Directions
a) In the talk on AI in strategy work, rewrite the paragraph beginning "Strategy looks like a series of slides" as a short list, keeping its main facts.
b) Write the next part of the talk on AI in strategy work, picking up after its final paragraph.

(Document excerpt Opens)

Force × Direction — what AI actually amplifies in strategy work

AI gives you almost free force. The moat is direction — and a wrong vector at full force just gets you to the wrong answer faster.

presented at AI Mini-Con and Hackathon — WeWork, 383 George St, Sydney · June 10, 2026

Lucas Zhu presenting at the AI Mini-Con and Hackathon, Sydney

Slide 1 Force × Direction

This is a talk about what AI actually amplifies in strategy work. Short version: it amplifies force, and force was never the hard part. Scan the code if you want the essay this grew out of, and the rest of my writing.

Slide 2 Who am I?

Seven years at McKinsey learning what great strategy looks like. Then HelloFresh ANZ, running strategic planning from inside the org that has to live the plan. Now my own business, Ikigai AI Ventures, building with AI every day and figuring out what it means to be an agentic engineer. Mechanic, driver, builder. So this isn't a prediction — it's what changed under my own hands.

Slide 3 Every strategic problem is a vector

Strategy looks like a series of slides. Underneath every slide is a vector with three parts. Direction: which question are we actually asking, what are the hypotheses, what's the prioritisation. Force: how much analytical horsepower goes behind it. Destination: have we answered the client's question. How you solve that equation is what an engagement is for.

Slide 4 Until 2023, force was the bottleneck

Smart, expensive humans took weeks to gather, model, synthesise and present. The reason consulting cost what it did is that raw analytical force was scarce. Weeks of work, a team of analysts — force was the whole invoice.

Slide 5 That bottleneck is gone — force is almost free

With Claude Code or a good agent stack, a first-draft deck, a benchmarking sweep, a model template are overnight outputs. So what's left? The direction. And direction does not get cheaper with AI. If anything it gets more expensive, because you can now move at full speed in whichever direction you happen to point at.

(Document excerpt Closes)
(Records provided Opens)

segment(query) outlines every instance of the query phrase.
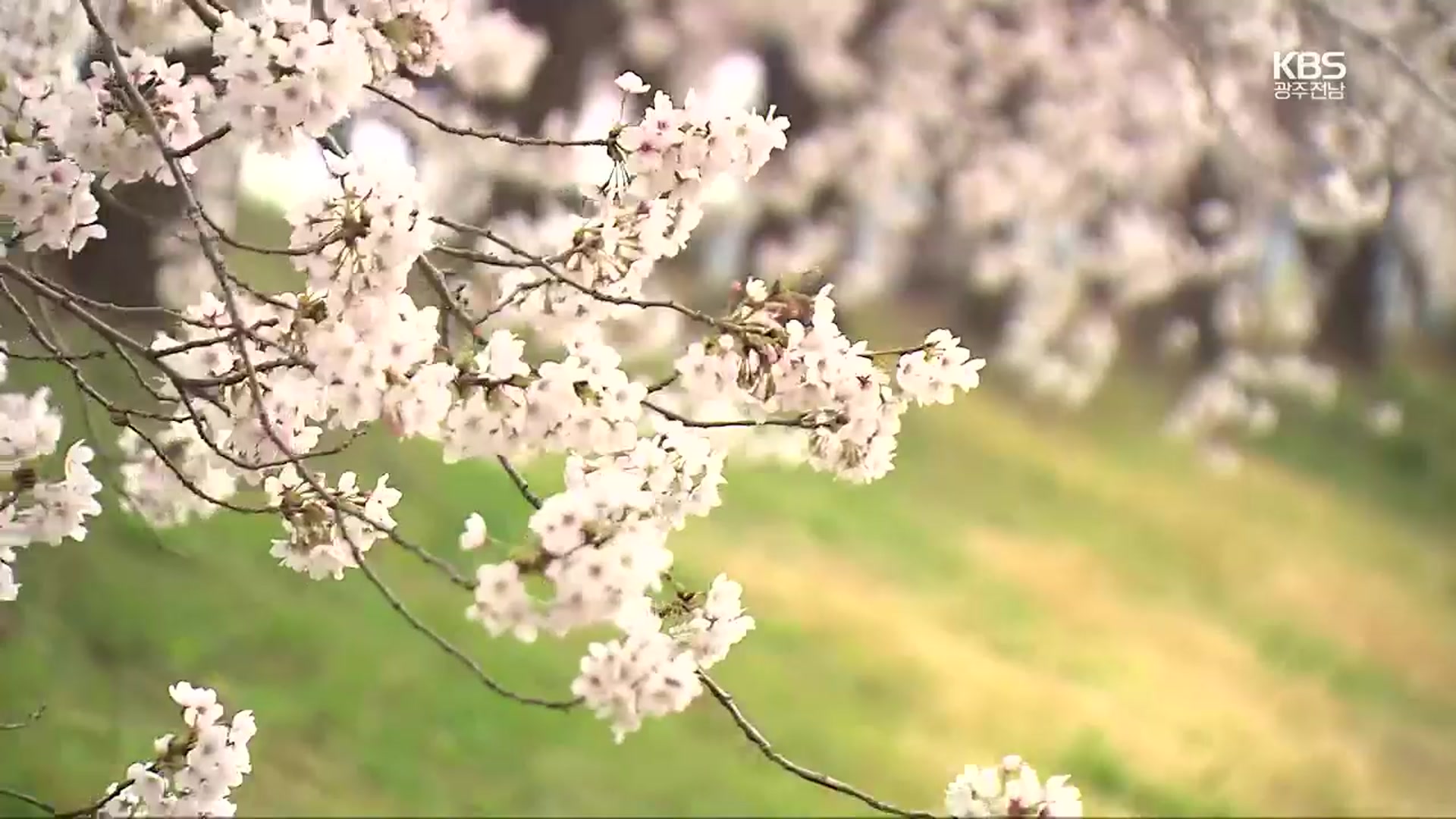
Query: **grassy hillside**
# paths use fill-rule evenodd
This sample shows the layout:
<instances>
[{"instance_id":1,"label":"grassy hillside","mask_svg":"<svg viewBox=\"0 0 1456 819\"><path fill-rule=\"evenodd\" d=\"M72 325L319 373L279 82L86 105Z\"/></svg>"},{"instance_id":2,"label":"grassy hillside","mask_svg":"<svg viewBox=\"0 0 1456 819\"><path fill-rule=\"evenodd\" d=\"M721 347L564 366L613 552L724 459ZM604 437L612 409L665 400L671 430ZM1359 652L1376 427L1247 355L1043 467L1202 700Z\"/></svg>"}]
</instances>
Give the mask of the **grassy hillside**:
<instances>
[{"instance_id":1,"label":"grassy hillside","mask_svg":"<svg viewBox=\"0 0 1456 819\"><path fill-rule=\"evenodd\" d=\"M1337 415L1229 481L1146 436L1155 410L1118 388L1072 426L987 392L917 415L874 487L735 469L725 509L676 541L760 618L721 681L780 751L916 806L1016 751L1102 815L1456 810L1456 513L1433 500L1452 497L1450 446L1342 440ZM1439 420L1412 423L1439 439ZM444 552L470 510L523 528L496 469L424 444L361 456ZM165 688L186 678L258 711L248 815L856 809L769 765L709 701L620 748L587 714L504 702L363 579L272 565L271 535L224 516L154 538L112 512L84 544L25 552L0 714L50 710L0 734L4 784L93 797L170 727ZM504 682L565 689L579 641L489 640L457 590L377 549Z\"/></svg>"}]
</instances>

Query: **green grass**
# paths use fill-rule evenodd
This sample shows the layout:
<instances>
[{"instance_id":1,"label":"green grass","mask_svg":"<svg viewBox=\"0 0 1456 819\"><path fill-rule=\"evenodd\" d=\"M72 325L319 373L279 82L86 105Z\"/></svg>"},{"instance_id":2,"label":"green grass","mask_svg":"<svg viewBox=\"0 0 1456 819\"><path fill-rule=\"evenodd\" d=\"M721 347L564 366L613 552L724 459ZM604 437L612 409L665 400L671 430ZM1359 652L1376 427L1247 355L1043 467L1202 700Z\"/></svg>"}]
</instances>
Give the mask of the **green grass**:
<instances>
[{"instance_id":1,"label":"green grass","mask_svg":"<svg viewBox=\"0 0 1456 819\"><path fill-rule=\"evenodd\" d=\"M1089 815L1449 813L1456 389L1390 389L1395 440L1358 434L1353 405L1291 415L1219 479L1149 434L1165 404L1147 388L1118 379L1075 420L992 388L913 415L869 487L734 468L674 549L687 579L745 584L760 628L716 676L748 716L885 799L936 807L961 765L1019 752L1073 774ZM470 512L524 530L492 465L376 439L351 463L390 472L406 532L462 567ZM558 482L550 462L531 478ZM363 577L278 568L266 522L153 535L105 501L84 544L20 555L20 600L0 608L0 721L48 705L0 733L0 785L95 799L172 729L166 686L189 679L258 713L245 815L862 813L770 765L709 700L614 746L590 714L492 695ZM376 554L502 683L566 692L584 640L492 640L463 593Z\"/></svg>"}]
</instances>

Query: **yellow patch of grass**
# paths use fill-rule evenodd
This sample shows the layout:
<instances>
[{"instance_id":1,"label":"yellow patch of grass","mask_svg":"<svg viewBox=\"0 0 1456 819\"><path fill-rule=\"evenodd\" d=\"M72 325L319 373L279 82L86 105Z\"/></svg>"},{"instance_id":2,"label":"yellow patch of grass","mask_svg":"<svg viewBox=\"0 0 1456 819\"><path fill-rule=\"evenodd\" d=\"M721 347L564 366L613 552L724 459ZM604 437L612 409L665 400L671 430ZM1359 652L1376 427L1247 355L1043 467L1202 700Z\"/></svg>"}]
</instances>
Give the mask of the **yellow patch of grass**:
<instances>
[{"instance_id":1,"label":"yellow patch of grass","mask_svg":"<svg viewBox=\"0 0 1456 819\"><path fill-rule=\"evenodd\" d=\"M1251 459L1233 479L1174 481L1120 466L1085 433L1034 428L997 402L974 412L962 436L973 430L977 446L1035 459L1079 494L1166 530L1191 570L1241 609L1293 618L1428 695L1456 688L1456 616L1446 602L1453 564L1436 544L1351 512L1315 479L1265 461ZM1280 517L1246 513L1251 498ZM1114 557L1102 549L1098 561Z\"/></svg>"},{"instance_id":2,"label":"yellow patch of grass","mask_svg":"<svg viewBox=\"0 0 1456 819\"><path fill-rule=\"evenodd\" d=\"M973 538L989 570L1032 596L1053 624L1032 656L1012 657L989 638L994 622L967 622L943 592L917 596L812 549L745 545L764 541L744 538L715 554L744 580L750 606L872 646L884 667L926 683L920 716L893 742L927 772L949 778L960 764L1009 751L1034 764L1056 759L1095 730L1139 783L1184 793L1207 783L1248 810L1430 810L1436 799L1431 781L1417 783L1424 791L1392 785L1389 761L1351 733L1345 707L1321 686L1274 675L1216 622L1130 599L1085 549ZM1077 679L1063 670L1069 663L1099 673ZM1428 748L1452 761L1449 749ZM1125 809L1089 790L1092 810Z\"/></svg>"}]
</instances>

(Records provided Closes)

Answers in order
a)
- Strategy appears as slides, but each slide rests on a vector with three parts:
  - Direction: the question actually being asked, the hypotheses, and the prioritization.
  - Force: how much analytical horsepower goes behind it.
  - Destination: whether the client's question gets answered.
- Solving that equation is the purpose of an engagement.

b)
Slide 6 More force, faster, confidently wrong

This is the failure mode I see in every team I work with. The output looks polished. It moves, it compiles, it reads well. But if the question underneath was wrong, all that polish does is make the wrong answer easier to ship.

Slide 7 How a human got to the answer

2018, my first due diligence. A medical-AI company reading millions of chest x-rays. The client paid us to answer one question: which country should it sell in first? I ran that work — no AI, just iteration. Day one I said "just go to the US." My manager sent me back: too fragmented, look at India and the UK. The partner made me reframe the question. I overshot, pulled it back. By the time the board said "walk me through it," the line held. The thick line was earned through days of Excel, dead ends, and being told I was wrong. That's how judgment and taste get built.

Slide 8 How AI gets to the answer

Same job, day one with AI. Thirty polished pages by lunch. Six markets at once — US, China, Japan, all of it — thick, convincing arrows in every direction at full force. Then ask it "show me the model" and it course-corrects from nowhere, and the line only thins. The arrows are beautiful and none of them point at the answer. AI fluency arrived before direction discipline. They automated the wrong half of the job and called it productivity.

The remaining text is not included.